--- Consigne ---
Recopiez à l'identique le passage du texte sur la géopolitique du sport qui commence par « Wednesday, December 31, 2025 » et se poursuit jusqu'à « Saoudite en 2034. ».

#### Texte à lire

Wednesday, December 31, 2025

ET S'IL ÉTAIT TEMPS DE FONDER UNE NOUVELLE GÉOPOLITIQUE DE LA PRATIQUE SPORTIVE ?

Aujourd’hui quand on parle de géopolitique du sport, on parle essentiellement et presque uniquement de la façon dont certains états tentent de récupérer l’organisation de grands évènements comme les J.O ou la Coupe du monde de foot.


Accueillir une Coupe de monde de foot serait glorieux… même si cela ne correspond absolument pas aux pratiques locales du pays - voir les Etats-Unis et le Canada en 2026 et surtout l’Arabie Saoudite en 2034.


La géopolitique sportive traditionnelle est centrée sur le «hard power" des médailles et des stades cathédrales, pas sur la réelle sportivité du pays hôte. 


La géopolitique du sport se fonde donc sur le sport spectacle - le sport que l’on regarde - pas sur le sport que l’on pratique.


Pourtant avec le dérèglement climatique, il serait sans doute judicieux que les nombreux auto-proclamés spécialistes de la géopolitique du sport revoient leurs logiciels d’analyses !

########
#### Données recueillies

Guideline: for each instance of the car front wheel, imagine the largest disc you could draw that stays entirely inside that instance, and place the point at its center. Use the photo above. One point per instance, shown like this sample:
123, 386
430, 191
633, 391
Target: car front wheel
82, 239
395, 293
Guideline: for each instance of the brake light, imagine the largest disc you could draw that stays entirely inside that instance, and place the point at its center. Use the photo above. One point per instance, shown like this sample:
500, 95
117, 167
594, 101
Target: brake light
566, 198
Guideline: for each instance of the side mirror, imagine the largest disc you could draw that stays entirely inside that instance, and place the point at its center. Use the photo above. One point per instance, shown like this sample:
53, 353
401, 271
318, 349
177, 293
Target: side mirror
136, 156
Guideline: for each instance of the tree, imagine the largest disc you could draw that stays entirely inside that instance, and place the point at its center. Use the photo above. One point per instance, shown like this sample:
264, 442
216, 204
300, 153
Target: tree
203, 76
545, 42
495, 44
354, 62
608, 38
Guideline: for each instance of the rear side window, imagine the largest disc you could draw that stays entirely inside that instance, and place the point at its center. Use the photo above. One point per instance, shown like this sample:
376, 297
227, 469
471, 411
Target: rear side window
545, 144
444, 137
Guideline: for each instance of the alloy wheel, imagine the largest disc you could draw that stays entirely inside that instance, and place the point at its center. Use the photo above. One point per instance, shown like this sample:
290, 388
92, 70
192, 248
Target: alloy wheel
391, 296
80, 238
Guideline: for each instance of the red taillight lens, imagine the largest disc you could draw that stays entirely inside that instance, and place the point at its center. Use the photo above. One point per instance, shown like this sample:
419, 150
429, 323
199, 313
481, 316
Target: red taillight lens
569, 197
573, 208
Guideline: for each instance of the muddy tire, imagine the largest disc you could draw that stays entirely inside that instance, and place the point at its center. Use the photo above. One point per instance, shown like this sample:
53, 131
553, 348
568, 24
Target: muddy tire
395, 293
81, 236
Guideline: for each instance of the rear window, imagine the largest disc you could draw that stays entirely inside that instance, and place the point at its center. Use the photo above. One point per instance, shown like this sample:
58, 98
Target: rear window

########

--- Résultat obtenu ---
Wednesday, December 31, 2025

ET S'IL ÉTAIT TEMPS DE FONDER UNE NOUVELLE GÉOPOLITIQUE DE LA PRATIQUE SPORTIVE ?

Aujourd’hui quand on parle de géopolitique du sport, on parle essentiellement et presque uniquement de la façon dont certains états tentent de récupérer l’organisation de grands évènements comme les J.O ou la Coupe du monde de foot.


Accueillir une Coupe de monde de foot serait glorieux… même si cela ne correspond absolument pas aux pratiques locales du pays - voir les Etats-Unis et le Canada en 2026 et surtout l’Arabie Saoudite en 2034.